**Desafio**.
Responda com base no excerto abaixo:
(a) Que livro de Álvaro Guerra o autor da mensagem continua a pedir?
(b) Que prémio recebeu "Vindimas no Capim"?
(c) Por meio de que camarada o narrador Filipe Bento recorda o Tejo?
::: Excerto
1. Mensagem do nosso Camarada Mário Beja Santos (ex-Alf Mil At Inf, Comandante do Pel Caç Nat 52, Missirá e Bambadinca, 1968/70), com data de 5 de Maio de 2010:
Queridos amigos,
Suplicar não custa, o que custa é ser atendido.
Pelas minhas contas, estou a chegar ao fim dos anos 80, o que havia a inventariar já está inventariado. Mas será mesmo verdade? Será que vocês não têm uns livrinhos nas estantes que eu ainda não conheço? Estamos a trabalhar aqui no blogue para um futuro historiador que irá encontrar a papinha quase toda feita.
Continuo a pedir um livro do Álvaro Guerra “O Capitão Nemo e Eu”.
Continuo a pedir sugestões sobre os anos 90, estou praticamente às escuras, sejam bonzinhos comigo.
Um abraço do
Mário
Filipe Bento, um combatente que manteve as suas origens de campónio
Beja Santos
Será que Filipe Bento é José Brás? Será que na literatura memorialista da guerra colonial é justo procurar conhecer o disfarce do autor nas suas personagens? Útil ou desnecessário encontrar resposta, o narrador Filipe Bento de “Vindimas no Capim”, de José Brás (Prémio de Revelação de Ficção 1989 da APE e IPLL, Publicações Europa - América, 1987) encarrega-se de nos dizer abertamente que a sua memória saltita, com aparente desembaraço, entre o Sul da Guiné e o seu terrunho de origem, algures numa Estremadura de onde se avistam lezírias. Filipe Bento tem azedumes e não os esconde nas suas várias vertentes: políticas, militares e até morais. É sentenciador com vários tipos de intermediários, negociantes e vigaristas, não esqueceu a brutalidade da instrução militar, recorda a todo o momento com saudade os vinhedos mas também o Tejo, por entreposta pessoa, o camarada Santarém. Oiçamo-lo a falar do rio, são parágrafos muito belos:
O rio sereno como um espelho, o negro do céu adivinhado na profundeza das águas, os canaviais das margens...
::::::
::: Secção de dados
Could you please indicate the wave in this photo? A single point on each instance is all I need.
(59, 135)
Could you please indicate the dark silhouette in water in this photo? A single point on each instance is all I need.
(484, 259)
::::::
**Resposta escrita**.
(a) "O Capitão Nemo e Eu".
(b) O Prémio de Revelação de Ficção 1989 da APE e IPLL.
(c) O camarada Santarém.